---------- Dataset ----------

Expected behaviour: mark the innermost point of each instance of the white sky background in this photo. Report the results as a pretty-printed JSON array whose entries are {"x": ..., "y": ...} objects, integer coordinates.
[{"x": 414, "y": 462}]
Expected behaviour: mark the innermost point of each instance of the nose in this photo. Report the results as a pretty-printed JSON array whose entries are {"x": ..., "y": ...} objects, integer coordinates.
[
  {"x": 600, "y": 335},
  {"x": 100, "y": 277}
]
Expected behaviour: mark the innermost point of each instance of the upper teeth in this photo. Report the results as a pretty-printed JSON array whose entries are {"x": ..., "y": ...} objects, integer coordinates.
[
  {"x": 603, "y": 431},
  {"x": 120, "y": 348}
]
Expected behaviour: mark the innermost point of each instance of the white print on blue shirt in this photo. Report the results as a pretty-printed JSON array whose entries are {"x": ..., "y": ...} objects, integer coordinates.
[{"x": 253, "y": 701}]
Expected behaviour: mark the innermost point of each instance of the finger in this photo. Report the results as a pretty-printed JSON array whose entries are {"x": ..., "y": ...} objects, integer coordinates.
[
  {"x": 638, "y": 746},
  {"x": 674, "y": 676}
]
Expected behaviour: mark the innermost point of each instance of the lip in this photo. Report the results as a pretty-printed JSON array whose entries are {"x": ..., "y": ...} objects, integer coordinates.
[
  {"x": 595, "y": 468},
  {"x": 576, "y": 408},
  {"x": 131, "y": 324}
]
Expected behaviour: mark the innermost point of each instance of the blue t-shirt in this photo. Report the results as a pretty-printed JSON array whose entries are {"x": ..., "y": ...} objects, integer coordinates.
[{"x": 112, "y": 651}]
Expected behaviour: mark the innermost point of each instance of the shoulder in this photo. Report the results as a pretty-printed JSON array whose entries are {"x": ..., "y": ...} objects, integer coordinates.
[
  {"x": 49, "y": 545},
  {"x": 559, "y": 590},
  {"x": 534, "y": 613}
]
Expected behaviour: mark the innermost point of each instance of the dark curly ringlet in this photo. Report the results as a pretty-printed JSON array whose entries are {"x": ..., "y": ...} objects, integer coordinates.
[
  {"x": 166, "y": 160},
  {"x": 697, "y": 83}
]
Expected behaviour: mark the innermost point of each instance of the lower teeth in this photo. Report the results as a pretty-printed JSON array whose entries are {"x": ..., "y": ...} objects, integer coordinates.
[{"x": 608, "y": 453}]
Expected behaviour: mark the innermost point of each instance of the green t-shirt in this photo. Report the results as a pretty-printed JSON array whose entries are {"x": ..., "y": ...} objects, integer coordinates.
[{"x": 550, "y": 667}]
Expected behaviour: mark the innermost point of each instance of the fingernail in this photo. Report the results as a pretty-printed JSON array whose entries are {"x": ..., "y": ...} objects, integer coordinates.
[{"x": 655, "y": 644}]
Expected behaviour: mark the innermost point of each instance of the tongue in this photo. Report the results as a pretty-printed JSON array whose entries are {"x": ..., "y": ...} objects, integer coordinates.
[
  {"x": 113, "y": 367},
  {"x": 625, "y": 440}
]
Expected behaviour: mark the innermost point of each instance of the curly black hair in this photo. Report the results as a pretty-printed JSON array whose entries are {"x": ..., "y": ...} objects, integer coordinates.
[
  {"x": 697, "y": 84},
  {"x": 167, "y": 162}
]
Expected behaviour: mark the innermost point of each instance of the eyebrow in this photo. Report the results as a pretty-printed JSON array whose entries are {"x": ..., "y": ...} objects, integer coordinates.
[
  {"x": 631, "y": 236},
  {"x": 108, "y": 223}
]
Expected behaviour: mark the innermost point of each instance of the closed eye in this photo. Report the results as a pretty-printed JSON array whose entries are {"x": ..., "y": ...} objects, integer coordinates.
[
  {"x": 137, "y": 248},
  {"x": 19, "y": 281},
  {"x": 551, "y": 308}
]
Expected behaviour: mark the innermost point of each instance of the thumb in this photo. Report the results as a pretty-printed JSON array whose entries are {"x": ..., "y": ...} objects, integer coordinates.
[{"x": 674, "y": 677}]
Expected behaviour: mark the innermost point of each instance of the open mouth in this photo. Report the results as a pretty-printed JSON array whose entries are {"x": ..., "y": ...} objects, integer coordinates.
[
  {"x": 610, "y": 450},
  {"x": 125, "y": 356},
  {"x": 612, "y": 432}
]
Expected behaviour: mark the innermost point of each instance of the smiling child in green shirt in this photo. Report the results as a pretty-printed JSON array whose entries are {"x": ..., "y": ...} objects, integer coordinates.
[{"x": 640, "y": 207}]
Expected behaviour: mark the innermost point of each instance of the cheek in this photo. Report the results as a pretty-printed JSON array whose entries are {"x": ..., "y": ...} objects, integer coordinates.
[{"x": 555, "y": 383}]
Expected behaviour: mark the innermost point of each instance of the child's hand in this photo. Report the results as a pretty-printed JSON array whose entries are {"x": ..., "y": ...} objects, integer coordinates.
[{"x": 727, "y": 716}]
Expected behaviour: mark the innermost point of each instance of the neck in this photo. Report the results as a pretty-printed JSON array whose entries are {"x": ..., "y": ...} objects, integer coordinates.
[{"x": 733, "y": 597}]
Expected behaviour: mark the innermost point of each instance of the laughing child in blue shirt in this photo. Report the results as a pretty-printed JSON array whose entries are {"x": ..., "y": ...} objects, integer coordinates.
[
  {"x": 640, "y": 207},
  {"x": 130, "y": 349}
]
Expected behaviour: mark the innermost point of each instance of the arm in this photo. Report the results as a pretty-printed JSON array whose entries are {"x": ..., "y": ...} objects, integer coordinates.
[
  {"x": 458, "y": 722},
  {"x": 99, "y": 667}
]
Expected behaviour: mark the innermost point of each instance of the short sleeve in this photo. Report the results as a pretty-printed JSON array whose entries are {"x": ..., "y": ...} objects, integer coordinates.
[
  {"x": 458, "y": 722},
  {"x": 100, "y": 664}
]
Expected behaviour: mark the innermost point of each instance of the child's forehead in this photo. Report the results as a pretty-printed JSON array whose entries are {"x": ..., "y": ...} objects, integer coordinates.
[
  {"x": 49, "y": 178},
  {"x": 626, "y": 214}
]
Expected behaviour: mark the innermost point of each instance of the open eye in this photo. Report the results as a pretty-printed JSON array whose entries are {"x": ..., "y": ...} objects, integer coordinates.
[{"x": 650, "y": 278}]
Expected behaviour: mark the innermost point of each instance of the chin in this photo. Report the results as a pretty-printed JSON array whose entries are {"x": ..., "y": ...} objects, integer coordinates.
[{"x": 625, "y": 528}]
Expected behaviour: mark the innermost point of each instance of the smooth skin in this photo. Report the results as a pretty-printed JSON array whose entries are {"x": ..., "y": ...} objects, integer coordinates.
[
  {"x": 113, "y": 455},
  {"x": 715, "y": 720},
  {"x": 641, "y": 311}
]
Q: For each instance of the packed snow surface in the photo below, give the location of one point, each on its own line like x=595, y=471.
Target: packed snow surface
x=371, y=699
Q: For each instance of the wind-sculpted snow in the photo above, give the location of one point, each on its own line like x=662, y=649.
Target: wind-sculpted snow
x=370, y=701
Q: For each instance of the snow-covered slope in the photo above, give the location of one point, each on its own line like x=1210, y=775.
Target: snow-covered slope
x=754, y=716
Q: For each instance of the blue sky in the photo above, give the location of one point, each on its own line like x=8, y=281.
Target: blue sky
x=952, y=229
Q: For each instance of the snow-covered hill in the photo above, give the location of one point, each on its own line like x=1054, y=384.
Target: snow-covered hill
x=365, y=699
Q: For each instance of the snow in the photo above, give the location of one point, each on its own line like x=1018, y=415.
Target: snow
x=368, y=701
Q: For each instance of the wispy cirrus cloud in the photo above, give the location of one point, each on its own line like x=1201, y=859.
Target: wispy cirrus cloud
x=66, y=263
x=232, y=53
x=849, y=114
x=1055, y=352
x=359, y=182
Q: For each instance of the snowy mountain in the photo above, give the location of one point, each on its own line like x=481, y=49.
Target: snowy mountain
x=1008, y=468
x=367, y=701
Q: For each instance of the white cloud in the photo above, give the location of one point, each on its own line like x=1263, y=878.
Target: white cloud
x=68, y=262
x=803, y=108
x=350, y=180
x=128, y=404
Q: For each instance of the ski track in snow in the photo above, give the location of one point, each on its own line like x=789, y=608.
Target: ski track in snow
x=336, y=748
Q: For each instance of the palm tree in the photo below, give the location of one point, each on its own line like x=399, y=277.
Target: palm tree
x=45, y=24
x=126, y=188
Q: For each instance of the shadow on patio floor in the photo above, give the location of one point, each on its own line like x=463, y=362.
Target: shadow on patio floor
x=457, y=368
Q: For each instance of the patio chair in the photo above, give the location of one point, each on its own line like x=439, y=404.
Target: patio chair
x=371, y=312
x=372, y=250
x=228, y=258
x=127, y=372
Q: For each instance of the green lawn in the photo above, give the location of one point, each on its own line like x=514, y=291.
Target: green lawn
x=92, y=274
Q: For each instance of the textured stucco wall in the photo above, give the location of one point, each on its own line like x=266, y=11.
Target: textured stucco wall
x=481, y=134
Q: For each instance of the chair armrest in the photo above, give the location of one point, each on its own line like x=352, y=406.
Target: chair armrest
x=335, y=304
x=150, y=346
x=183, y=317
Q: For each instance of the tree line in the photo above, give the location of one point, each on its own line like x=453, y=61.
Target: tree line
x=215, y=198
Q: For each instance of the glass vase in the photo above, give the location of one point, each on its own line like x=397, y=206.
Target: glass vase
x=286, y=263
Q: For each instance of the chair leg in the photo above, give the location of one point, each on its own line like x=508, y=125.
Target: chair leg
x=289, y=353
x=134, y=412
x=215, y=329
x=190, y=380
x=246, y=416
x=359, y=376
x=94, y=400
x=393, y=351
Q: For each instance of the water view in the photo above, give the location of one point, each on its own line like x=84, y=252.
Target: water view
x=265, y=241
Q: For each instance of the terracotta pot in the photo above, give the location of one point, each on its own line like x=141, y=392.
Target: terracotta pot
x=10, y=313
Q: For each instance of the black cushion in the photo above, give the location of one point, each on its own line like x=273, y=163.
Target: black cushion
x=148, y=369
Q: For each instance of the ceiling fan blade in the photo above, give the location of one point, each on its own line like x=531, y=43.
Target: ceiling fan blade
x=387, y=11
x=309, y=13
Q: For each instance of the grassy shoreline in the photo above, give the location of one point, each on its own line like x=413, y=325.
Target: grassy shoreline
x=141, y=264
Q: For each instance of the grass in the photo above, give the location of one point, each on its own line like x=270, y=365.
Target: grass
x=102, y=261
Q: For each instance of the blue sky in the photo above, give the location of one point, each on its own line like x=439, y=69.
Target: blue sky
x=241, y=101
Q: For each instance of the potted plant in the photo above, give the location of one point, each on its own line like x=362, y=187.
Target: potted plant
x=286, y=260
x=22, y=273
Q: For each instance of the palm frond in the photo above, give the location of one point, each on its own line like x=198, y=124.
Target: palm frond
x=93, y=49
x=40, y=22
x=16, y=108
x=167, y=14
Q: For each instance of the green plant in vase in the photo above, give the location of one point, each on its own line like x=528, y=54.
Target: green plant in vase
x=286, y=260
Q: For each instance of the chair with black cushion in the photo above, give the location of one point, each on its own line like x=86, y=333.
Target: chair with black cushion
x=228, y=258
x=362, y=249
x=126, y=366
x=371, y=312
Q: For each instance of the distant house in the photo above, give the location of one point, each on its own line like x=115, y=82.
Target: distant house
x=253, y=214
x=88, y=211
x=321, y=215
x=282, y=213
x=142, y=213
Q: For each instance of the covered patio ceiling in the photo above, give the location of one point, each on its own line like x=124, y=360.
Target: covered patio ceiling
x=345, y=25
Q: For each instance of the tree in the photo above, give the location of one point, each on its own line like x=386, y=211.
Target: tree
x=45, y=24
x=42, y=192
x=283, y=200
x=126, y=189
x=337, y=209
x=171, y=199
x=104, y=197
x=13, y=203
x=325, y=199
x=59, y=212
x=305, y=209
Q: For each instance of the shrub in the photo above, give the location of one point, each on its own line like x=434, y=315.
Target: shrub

----------

**What you need to do**
Arrange the lines of the records above as a numbered list, from the line that contains "Q: For each instance of the snow in" through the line that contains "x=368, y=701", leaving out any blank lines.

**Task result**
1. Q: For each instance of the snow in the photo above, give the location of one point, each on its own line like x=1018, y=415.
2. Target: snow
3. x=368, y=701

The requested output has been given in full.